- **Direction**:
Recast the records below as a Markdown table with the columns Row and Line, giving each nonblank line its own numbered row.

- **Records provided**:
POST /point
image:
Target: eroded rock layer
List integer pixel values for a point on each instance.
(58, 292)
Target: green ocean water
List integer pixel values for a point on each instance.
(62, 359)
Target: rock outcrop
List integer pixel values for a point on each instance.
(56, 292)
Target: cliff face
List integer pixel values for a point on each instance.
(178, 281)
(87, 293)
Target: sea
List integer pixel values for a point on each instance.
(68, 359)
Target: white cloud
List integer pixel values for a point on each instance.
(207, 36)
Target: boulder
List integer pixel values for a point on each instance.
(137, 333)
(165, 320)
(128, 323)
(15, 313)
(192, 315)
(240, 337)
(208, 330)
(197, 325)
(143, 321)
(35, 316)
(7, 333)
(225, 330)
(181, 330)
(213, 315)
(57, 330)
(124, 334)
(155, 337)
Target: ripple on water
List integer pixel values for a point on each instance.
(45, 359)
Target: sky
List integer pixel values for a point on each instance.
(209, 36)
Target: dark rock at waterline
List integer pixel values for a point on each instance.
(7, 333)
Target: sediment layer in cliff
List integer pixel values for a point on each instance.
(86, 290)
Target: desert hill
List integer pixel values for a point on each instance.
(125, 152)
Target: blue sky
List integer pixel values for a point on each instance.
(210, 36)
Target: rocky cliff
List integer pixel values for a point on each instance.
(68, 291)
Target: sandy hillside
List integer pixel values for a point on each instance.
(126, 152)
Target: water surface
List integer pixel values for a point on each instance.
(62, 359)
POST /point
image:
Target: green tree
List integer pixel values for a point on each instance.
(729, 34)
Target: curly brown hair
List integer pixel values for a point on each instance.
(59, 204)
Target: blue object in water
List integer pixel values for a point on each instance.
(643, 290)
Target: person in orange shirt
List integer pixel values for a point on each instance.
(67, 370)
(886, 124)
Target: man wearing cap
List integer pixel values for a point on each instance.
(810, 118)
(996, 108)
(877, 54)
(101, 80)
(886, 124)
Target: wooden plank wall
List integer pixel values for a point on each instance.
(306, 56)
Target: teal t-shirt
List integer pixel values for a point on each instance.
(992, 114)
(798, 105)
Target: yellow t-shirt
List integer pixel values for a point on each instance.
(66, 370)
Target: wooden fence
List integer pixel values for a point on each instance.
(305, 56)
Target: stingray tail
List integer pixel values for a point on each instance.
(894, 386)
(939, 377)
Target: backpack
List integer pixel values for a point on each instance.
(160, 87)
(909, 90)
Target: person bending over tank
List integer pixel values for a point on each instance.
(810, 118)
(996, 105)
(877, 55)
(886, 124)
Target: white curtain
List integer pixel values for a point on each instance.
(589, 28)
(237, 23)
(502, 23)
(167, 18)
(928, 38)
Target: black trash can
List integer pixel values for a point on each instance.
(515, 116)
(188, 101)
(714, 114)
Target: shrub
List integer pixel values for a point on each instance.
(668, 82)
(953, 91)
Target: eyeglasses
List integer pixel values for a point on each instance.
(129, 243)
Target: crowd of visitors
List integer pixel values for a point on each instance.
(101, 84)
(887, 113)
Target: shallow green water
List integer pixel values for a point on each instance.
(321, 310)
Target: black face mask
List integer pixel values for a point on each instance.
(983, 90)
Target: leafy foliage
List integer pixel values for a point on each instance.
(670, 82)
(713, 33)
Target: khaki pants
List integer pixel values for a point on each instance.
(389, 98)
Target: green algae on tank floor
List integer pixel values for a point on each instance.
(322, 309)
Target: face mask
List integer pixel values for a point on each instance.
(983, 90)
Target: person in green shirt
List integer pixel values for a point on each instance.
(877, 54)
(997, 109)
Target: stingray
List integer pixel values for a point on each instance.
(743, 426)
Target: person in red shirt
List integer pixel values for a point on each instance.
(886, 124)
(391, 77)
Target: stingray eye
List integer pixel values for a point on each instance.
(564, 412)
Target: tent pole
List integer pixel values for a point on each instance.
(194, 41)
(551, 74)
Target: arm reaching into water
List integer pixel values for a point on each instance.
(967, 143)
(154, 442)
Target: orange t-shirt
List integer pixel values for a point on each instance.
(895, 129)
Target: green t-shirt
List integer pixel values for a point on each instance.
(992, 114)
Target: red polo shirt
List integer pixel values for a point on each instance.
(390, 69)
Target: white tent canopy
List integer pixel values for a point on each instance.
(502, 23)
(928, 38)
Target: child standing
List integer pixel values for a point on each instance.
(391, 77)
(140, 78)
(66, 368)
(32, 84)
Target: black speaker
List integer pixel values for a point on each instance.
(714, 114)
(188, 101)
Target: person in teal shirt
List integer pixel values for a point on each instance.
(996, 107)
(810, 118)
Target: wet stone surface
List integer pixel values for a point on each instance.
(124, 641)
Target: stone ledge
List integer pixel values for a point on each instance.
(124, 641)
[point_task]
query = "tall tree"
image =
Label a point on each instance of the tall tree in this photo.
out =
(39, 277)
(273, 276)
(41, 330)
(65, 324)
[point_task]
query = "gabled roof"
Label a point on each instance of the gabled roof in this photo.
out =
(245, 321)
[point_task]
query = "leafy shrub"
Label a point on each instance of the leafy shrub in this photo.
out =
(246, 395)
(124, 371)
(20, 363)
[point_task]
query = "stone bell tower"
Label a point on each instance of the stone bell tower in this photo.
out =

- **Solution below**:
| Row | Line |
|---|---|
| 1 | POST /point |
| 2 | image: |
| 3 | Target: eroded rock layer |
| 4 | List integer pixel values for a point on each instance. |
| 5 | (58, 292) |
| 6 | Target: green ocean water |
| 7 | List integer pixel values for a point on each instance. |
| 8 | (62, 359) |
| 9 | Target: rock outcrop |
| 10 | List integer pixel values for a point on each instance. |
| 11 | (56, 292) |
| 12 | Target: cliff face |
| 13 | List integer pixel values for a point on each instance. |
| 14 | (178, 281) |
| 15 | (87, 293) |
| 16 | Target: sea |
| 17 | List integer pixel values for a point on each instance. |
| 18 | (68, 359) |
| 19 | Target: white cloud |
| 20 | List integer pixel values for a point on each instance. |
| 21 | (207, 36) |
| 22 | Target: boulder |
| 23 | List integer pixel values for a point on each instance. |
| 24 | (137, 333) |
| 25 | (165, 320) |
| 26 | (128, 323) |
| 27 | (15, 313) |
| 28 | (192, 315) |
| 29 | (240, 337) |
| 30 | (208, 330) |
| 31 | (197, 325) |
| 32 | (143, 321) |
| 33 | (35, 316) |
| 34 | (7, 333) |
| 35 | (225, 330) |
| 36 | (181, 330) |
| 37 | (213, 315) |
| 38 | (57, 330) |
| 39 | (124, 334) |
| 40 | (155, 337) |
| 41 | Target: ripple on water |
| 42 | List integer pixel values for a point on each instance. |
| 43 | (45, 359) |
| 44 | Target: sky |
| 45 | List integer pixel values for a point on each instance. |
| 46 | (209, 36) |
| 47 | Target: dark rock at waterline |
| 48 | List integer pixel values for a point on each instance. |
| 49 | (7, 333) |
| 50 | Target: sediment layer in cliff |
| 51 | List integer pixel values for a point on each instance. |
| 52 | (86, 290) |
| 53 | Target: desert hill |
| 54 | List integer pixel values for a point on each instance. |
| 55 | (125, 152) |
| 56 | Target: blue sky |
| 57 | List integer pixel values for a point on each instance. |
| 58 | (210, 36) |
| 59 | Target: rocky cliff |
| 60 | List integer pixel values for a point on each instance. |
| 61 | (68, 291) |
| 62 | Target: sandy hillside |
| 63 | List integer pixel values for a point on each instance. |
| 64 | (126, 152) |
| 65 | Target: water surface |
| 66 | List integer pixel values for a point on each instance. |
| 67 | (62, 359) |
| 68 | POST /point |
| 69 | image: |
| 70 | Target: green tree |
| 71 | List integer pixel values for a point on each instance. |
| 72 | (729, 34) |
| 73 | Target: curly brown hair |
| 74 | List integer pixel values for a point on each instance. |
| 75 | (59, 204) |
| 76 | Target: blue object in water |
| 77 | List integer pixel values for a point on each instance. |
| 78 | (643, 290) |
| 79 | Target: person in orange shirt |
| 80 | List integer pixel values for a point on each instance. |
| 81 | (67, 370) |
| 82 | (886, 124) |
| 83 | Target: man wearing cap |
| 84 | List integer pixel values for a point on each instance. |
| 85 | (810, 118) |
| 86 | (996, 108) |
| 87 | (877, 54) |
| 88 | (101, 80) |
| 89 | (886, 124) |
| 90 | Target: wooden plank wall |
| 91 | List integer pixel values for a point on each instance. |
| 92 | (306, 56) |
| 93 | Target: teal t-shirt |
| 94 | List integer pixel values for a point on each instance. |
| 95 | (992, 114) |
| 96 | (798, 105) |
| 97 | Target: yellow t-shirt |
| 98 | List integer pixel values for a point on each instance. |
| 99 | (66, 370) |
| 100 | Target: wooden fence |
| 101 | List integer pixel values for a point on each instance. |
| 102 | (305, 56) |
| 103 | Target: stingray tail |
| 104 | List integer pixel values for a point on each instance. |
| 105 | (894, 386) |
| 106 | (939, 377) |
| 107 | Target: backpack |
| 108 | List integer pixel values for a point on each instance. |
| 109 | (160, 87) |
| 110 | (909, 90) |
| 111 | Target: person bending over tank |
| 112 | List integer pixel values for a point on each instance. |
| 113 | (810, 118) |
| 114 | (996, 105) |
| 115 | (877, 55) |
| 116 | (886, 124) |
| 117 | Target: white curtain |
| 118 | List integer pixel values for a point on each instance. |
| 119 | (589, 28) |
| 120 | (237, 23) |
| 121 | (502, 23) |
| 122 | (167, 18) |
| 123 | (928, 38) |
| 124 | Target: black trash can |
| 125 | List integer pixel values for a point on each instance. |
| 126 | (515, 116) |
| 127 | (188, 101) |
| 128 | (714, 114) |
| 129 | Target: shrub |
| 130 | List integer pixel values for a point on each instance. |
| 131 | (668, 82) |
| 132 | (953, 91) |
| 133 | Target: eyeglasses |
| 134 | List integer pixel values for a point on each instance. |
| 135 | (129, 243) |
| 136 | Target: crowd of visitors |
| 137 | List integer pixel values for a point on each instance. |
| 138 | (101, 84) |
| 139 | (887, 113) |
| 140 | Target: shallow green water |
| 141 | List integer pixel values for a point on each instance. |
| 142 | (321, 310) |
| 143 | Target: black face mask |
| 144 | List integer pixel values for a point on each instance. |
| 145 | (983, 90) |
| 146 | Target: leafy foliage |
| 147 | List integer pixel values for a point on each instance. |
| 148 | (670, 82) |
| 149 | (713, 33) |
| 150 | Target: khaki pants |
| 151 | List integer pixel values for a point on each instance. |
| 152 | (389, 98) |
| 153 | Target: green algae on tank floor |
| 154 | List integer pixel values for a point on each instance. |
| 155 | (322, 309) |
| 156 | Target: face mask |
| 157 | List integer pixel values for a point on each instance. |
| 158 | (983, 90) |
| 159 | Target: person in green shirt |
| 160 | List integer pixel values for a point on each instance. |
| 161 | (877, 54) |
| 162 | (997, 109) |
| 163 | Target: stingray |
| 164 | List integer pixel values for a point on each instance. |
| 165 | (743, 426) |
| 166 | Target: person in red shirt |
| 167 | List integer pixel values for a point on each instance. |
| 168 | (886, 124) |
| 169 | (391, 77) |
| 170 | Target: stingray eye |
| 171 | List integer pixel values for a point on each instance. |
| 172 | (564, 412) |
| 173 | Target: tent pole |
| 174 | List integer pixel values for a point on each instance. |
| 175 | (194, 41) |
| 176 | (551, 74) |
| 177 | Target: arm reaching into water |
| 178 | List integer pixel values for a point on each instance. |
| 179 | (967, 143) |
| 180 | (154, 442) |
| 181 | Target: orange t-shirt |
| 182 | List integer pixel values for a point on each instance. |
| 183 | (895, 129) |
| 184 | Target: green t-shirt |
| 185 | List integer pixel values for a point on each instance. |
| 186 | (992, 114) |
| 187 | Target: red polo shirt |
| 188 | List integer pixel values for a point on each instance. |
| 189 | (390, 69) |
| 190 | Target: white tent canopy |
| 191 | List integer pixel values for a point on each instance. |
| 192 | (502, 23) |
| 193 | (928, 38) |
| 194 | Target: child standing |
| 195 | List integer pixel values for a point on each instance. |
| 196 | (391, 77) |
| 197 | (140, 78) |
| 198 | (66, 368) |
| 199 | (32, 84) |
| 200 | Target: black speaker |
| 201 | List integer pixel values for a point on each instance. |
| 202 | (714, 114) |
| 203 | (188, 101) |
| 204 | Target: person in teal shirt |
| 205 | List integer pixel values for a point on each instance. |
| 206 | (996, 107) |
| 207 | (810, 118) |
| 208 | Target: wet stone surface |
| 209 | List integer pixel values for a point on each instance. |
| 210 | (124, 641) |
| 211 | Target: stone ledge |
| 212 | List integer pixel values for a point on each instance. |
| 213 | (124, 641) |
| 214 | [point_task] |
| 215 | query = "tall tree" |
| 216 | image = |
| 217 | Label a point on each instance of the tall tree in this photo. |
| 218 | out = |
| 219 | (39, 277) |
| 220 | (273, 276) |
| 221 | (41, 330) |
| 222 | (65, 324) |
| 223 | [point_task] |
| 224 | query = "gabled roof" |
| 225 | Label a point on each instance of the gabled roof in this photo. |
| 226 | out = |
| 227 | (245, 321) |
| 228 | [point_task] |
| 229 | query = "leafy shrub" |
| 230 | Label a point on each instance of the leafy shrub in this photo. |
| 231 | out = |
| 232 | (246, 395) |
| 233 | (124, 371) |
| 234 | (20, 363) |
| 235 | [point_task] |
| 236 | query = "stone bell tower" |
| 237 | Label a point on each instance of the stone bell tower in this photo. |
| 238 | out = |